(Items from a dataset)
____________________
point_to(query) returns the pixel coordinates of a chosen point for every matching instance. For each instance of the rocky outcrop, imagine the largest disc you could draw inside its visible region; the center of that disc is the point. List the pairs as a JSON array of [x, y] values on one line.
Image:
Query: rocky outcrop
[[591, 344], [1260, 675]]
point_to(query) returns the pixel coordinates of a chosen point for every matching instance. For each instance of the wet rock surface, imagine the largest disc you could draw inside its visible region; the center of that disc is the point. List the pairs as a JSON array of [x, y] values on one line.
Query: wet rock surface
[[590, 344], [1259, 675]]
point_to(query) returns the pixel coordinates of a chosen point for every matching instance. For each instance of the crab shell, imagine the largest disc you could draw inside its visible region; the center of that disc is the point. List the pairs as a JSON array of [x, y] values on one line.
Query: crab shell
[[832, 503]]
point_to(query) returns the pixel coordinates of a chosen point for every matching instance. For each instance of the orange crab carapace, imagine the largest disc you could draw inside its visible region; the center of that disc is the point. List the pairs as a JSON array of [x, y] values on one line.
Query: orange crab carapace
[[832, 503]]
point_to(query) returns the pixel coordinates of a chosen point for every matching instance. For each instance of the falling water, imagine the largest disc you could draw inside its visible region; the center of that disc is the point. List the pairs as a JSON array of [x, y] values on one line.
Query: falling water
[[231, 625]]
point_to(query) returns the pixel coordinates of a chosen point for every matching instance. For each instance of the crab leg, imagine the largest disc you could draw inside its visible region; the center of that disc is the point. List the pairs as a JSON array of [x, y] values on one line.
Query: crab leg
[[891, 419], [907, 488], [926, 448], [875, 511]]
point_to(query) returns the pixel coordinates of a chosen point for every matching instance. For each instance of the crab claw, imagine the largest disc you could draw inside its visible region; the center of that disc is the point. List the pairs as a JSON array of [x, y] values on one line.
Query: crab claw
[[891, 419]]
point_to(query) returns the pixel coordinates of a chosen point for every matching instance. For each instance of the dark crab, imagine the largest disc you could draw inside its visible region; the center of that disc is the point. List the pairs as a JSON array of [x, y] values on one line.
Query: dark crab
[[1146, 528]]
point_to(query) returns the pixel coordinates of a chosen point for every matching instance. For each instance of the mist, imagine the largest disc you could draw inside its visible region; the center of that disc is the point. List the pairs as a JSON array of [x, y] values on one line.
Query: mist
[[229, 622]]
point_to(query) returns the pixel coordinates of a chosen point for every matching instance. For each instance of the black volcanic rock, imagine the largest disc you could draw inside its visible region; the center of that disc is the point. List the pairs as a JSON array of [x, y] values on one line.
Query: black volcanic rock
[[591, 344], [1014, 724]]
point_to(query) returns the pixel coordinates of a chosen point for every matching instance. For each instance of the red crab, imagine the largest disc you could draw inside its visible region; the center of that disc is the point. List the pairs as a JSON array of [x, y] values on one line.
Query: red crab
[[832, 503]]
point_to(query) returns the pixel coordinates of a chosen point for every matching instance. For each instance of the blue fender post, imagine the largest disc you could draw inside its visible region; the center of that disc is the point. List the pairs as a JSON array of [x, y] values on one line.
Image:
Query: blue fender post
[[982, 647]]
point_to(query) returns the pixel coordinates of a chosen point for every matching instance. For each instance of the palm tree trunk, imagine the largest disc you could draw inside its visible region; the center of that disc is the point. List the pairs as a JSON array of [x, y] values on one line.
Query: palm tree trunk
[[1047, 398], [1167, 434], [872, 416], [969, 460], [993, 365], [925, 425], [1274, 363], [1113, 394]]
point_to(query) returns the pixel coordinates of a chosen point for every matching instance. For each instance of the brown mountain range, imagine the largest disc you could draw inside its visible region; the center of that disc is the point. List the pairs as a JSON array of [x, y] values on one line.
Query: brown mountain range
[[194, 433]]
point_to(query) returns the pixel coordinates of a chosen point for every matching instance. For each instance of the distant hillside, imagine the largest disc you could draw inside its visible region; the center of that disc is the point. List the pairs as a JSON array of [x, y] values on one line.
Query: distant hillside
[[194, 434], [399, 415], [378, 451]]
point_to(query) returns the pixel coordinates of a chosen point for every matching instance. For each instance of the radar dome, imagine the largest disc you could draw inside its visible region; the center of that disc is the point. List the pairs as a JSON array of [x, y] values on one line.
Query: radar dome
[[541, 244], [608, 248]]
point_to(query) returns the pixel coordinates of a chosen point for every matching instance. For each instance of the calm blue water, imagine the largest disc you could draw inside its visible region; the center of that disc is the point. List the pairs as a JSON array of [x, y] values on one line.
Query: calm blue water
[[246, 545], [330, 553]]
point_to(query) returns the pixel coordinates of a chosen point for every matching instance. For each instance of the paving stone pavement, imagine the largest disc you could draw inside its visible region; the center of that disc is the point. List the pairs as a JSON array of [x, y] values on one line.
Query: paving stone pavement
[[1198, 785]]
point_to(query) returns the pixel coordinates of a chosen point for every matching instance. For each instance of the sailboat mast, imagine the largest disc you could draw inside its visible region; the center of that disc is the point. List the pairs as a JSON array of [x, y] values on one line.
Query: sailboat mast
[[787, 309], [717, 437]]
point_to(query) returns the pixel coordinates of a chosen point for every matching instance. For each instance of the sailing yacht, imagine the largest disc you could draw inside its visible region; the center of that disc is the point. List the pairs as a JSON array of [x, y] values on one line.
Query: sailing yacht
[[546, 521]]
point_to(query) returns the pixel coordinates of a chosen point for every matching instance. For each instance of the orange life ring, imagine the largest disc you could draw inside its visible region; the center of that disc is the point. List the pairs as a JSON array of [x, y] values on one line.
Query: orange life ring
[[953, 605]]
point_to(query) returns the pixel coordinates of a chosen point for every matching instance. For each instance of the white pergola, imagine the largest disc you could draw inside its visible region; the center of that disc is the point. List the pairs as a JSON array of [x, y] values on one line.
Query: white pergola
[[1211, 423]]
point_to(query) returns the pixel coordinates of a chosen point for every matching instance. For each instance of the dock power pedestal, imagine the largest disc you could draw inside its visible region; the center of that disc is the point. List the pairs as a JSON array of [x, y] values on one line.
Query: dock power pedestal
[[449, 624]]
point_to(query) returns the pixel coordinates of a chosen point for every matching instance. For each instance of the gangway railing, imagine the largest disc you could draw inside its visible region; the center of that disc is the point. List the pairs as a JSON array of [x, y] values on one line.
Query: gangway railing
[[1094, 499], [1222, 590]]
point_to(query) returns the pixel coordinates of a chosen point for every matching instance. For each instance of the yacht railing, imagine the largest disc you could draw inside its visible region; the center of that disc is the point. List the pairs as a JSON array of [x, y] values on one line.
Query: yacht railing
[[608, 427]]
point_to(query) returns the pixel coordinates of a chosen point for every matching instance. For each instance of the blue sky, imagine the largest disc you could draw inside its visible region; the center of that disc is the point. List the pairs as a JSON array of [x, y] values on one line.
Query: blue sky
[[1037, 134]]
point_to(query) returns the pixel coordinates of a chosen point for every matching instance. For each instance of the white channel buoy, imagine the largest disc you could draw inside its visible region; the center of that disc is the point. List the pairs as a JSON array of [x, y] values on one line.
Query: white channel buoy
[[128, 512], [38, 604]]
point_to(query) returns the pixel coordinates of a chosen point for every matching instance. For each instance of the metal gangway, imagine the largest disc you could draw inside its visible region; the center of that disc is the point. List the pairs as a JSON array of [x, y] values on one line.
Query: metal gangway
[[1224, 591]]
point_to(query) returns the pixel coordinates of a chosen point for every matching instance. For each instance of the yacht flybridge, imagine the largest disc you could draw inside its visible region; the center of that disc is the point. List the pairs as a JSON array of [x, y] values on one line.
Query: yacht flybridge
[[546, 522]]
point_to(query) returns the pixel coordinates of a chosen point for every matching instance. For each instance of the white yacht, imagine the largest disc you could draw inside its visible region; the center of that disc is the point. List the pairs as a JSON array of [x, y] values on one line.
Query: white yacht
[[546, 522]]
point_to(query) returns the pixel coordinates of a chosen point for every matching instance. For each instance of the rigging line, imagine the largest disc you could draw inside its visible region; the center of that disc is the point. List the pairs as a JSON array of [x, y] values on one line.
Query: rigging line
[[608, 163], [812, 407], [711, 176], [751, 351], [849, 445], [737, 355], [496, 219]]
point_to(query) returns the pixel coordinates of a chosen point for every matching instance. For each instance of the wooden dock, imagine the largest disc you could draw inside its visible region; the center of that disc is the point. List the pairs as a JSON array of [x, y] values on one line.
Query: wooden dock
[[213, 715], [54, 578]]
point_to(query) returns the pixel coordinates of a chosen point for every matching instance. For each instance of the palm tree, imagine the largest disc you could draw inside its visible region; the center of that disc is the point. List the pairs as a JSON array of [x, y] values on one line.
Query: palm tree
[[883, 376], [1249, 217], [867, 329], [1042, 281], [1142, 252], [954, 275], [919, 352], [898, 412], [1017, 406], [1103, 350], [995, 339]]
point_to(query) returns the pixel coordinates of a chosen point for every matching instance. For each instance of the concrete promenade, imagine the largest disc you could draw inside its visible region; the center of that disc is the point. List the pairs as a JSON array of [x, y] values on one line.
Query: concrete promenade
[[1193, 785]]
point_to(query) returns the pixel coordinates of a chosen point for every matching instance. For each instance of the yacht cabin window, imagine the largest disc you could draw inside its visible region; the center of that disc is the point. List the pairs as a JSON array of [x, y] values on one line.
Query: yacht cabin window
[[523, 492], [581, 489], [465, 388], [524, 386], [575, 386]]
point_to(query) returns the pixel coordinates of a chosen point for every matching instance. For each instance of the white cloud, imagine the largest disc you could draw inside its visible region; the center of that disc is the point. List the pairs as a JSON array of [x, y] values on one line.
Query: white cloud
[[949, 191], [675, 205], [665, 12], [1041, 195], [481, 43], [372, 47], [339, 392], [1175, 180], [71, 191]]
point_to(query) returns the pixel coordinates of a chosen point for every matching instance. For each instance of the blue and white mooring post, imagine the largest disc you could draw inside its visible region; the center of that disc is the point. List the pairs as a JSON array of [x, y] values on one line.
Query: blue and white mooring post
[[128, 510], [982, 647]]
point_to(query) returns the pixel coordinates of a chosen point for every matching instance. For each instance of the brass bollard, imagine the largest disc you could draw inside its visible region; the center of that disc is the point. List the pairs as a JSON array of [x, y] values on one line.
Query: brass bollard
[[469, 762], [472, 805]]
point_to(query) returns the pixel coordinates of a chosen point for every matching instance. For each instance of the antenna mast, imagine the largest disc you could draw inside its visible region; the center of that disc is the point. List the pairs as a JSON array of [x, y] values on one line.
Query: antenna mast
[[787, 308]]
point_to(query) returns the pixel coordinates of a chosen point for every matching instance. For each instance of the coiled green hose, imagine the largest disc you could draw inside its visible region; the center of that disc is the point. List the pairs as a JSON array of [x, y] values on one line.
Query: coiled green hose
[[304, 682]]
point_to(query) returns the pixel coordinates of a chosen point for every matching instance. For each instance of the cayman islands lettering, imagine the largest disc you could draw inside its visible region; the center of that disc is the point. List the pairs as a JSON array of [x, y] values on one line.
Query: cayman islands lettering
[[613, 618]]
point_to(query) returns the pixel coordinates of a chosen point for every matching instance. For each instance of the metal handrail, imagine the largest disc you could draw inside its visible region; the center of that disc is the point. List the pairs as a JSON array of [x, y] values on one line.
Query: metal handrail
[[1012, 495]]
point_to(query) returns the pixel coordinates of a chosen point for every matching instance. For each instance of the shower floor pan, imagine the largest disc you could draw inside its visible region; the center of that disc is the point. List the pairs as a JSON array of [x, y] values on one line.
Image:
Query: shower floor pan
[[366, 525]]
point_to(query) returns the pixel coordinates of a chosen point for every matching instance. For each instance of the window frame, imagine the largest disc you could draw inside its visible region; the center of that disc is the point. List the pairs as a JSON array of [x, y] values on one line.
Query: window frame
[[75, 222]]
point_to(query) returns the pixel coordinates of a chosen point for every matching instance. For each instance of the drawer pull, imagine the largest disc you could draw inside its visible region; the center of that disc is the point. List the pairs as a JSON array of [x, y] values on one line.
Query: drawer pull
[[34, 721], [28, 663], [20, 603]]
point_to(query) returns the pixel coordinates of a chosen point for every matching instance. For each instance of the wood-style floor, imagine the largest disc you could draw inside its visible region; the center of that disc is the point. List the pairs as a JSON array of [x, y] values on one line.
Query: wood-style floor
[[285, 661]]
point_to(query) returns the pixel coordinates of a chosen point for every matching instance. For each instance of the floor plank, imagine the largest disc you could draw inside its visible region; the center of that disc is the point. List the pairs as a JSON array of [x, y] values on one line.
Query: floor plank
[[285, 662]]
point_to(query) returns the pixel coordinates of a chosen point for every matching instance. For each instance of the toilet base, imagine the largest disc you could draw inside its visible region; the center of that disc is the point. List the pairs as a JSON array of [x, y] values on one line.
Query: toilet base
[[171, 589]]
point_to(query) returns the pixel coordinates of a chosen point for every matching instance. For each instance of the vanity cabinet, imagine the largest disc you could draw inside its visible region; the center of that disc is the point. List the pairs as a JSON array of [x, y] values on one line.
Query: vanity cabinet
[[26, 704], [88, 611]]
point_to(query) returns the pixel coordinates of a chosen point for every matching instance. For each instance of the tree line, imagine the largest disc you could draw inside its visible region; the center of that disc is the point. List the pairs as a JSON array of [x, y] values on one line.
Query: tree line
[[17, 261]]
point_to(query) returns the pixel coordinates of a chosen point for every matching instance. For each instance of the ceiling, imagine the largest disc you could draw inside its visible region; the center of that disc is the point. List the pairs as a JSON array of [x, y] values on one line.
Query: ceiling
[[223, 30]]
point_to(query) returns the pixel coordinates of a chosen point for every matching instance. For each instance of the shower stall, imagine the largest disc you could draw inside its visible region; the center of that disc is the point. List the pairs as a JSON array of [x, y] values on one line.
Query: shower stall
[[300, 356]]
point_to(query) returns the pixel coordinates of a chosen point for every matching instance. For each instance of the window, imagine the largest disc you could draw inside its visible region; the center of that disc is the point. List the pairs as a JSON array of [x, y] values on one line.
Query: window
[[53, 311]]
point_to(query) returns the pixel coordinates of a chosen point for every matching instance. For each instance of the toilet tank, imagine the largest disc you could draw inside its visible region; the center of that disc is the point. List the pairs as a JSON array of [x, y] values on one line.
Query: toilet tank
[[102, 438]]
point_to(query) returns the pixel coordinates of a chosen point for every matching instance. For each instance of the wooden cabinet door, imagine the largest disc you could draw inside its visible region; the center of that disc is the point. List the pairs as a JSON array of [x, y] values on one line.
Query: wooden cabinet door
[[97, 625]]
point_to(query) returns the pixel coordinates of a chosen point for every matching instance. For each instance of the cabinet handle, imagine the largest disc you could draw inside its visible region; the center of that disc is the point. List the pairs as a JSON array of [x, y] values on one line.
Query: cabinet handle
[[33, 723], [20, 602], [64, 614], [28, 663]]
____________________
Exercise aim:
Please restate the records word for word. Go from the first line to the line with "the orange crab" and include both.

Answer for this exercise:
point_to(query) returns the pixel coordinates of a chosen point for every matching instance. For each instance of the rocky outcrop, imagine the largest disc you could draw inside its visible region; the center of that disc is the point. List the pairs as a JSON array of [x, y] values on one line.
Image:
Query: rocky outcrop
[[591, 344], [1260, 675]]
point_to(query) returns the pixel coordinates of a chosen point for every matching instance. For each instance of the wet rock surface, imagine the largest disc you could draw inside its visible region; the center of that disc is the point. List the pairs as a JSON array of [x, y] values on one line.
Query: wet rock surface
[[590, 344], [1259, 675]]
point_to(query) returns the pixel coordinates of a chosen point for every matching instance. For each instance of the crab shell, imagine the largest disc you could draw inside its visible region; the center of that disc is the point. List the pairs as a JSON array of [x, y] values on one line.
Query: crab shell
[[832, 503]]
point_to(query) returns the pixel coordinates of a chosen point for every matching instance. For each instance of the orange crab carapace, imagine the largest disc you could draw inside its visible region; the center of that disc is the point. List the pairs as a JSON array of [x, y] values on one line.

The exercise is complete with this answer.